Supplied passage:

This article is part of the supplement: Ninth International Conference on Bioinformatics (InCoB2010): Computational Biology
Proceedings
Predicting RNA-binding residues from evolutionary information and sequence conservation
- Equal contributors
Author affiliations
1 Department of Computer Science and Information Engineering, National Taiwan University, Taipei, Taiwan, Republic of China
2 Department of Engineering Science and Oceanic Engineering, National Taiwan University, Taipei, Taiwan, Republic of China
Citation and License
BMC Genomics 2010, 11(Suppl 4):S2 doi:10.1186/1471-2164-11-S4-S2
Published: 2 December 2010Abstract
Background
RNA-binding proteins (RBPs) play crucial roles in post-transcriptional control of RNA. RBPs are designed to efficiently recognize specific RNA sequences after it is derived from the DNA sequence. To satisfy diverse functional requirements, RNA binding proteins are composed of multiple blocks of RNA-binding domains (RBDs) presented in various structural arrangements to provide versatile functions. The ability to computationally predict RNA-binding residues in a RNA-binding protein can help biologists reveal important site-directed mutagenesis in wet-lab experiments.

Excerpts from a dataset

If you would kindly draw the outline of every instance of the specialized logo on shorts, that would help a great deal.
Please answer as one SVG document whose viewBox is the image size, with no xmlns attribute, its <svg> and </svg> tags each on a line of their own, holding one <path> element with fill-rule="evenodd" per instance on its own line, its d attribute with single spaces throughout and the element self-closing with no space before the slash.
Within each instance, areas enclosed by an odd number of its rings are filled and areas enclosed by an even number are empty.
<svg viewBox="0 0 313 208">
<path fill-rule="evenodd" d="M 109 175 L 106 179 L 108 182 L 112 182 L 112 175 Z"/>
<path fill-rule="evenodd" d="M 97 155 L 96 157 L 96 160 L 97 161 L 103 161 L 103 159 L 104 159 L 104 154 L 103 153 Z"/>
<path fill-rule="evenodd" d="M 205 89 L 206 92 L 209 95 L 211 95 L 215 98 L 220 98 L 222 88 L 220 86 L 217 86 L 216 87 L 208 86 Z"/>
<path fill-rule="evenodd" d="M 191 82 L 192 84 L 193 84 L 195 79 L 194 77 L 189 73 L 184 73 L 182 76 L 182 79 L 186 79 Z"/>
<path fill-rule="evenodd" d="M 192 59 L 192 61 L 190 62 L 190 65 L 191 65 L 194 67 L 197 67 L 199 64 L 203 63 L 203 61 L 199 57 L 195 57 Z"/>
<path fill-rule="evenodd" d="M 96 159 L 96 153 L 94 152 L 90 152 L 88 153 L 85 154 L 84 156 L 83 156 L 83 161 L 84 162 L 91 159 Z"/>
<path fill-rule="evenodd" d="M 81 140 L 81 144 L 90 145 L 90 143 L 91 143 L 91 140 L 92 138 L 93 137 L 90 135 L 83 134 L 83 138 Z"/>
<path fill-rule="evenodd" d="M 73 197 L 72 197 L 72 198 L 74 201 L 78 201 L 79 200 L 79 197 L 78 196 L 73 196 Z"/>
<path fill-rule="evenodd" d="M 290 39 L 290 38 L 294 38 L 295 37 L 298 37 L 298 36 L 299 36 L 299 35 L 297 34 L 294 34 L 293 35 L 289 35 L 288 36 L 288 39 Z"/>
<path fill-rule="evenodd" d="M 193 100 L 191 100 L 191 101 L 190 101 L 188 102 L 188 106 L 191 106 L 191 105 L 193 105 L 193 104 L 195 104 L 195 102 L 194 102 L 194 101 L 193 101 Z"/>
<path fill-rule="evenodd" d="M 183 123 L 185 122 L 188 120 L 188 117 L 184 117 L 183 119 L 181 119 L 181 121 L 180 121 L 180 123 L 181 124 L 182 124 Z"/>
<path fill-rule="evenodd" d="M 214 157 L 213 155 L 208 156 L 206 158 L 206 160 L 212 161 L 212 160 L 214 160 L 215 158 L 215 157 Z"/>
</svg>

Instructions:
1. In the article on predicting RNA-binding residues, what are RNA-binding proteins composed of?
2. Please continue the article on predicting RNA-binding residues, picking up after its final sentence.

Answers by item number:
1. Multiple blocks of RNA-binding domains (RBDs) presented in various structural arrangements.

2.
Results
The proposed prediction framework named “ProteRNA” combines a SVM-based classifier with conserved residue discovery by WildSpan to identify the residues that interact with RNA in a RNA-binding protein. Although these conserved residues can be either functionally conserved residues or structurally conserved residues, they provide clues on the important residues in a protein sequence. In the independent testing dataset, ProteRNA has been able to deliver overall accuracy of 89.78%, MCC of 0.2628, F-score of 0.3075, and F0.5-score of 0.3546.
Conclusions
This article presents the design of a sequence-based predictor aiming to identify the RNA-binding residues in a RNA-binding protein by combining machine learning and pattern mining approaches. RNA-binding proteins have diverse functions while interacting with different categories of RNAs because these proteins are composed of multiple copies of RNA-binding domains presented in various structural arrangements to expand the functional repertoire of RNA-binding proteins. Furthermore, predicting RNA-binding residues in a RNA-binding protein can help biologists reveal important site-directed mutagenesis in wet-lab experiments.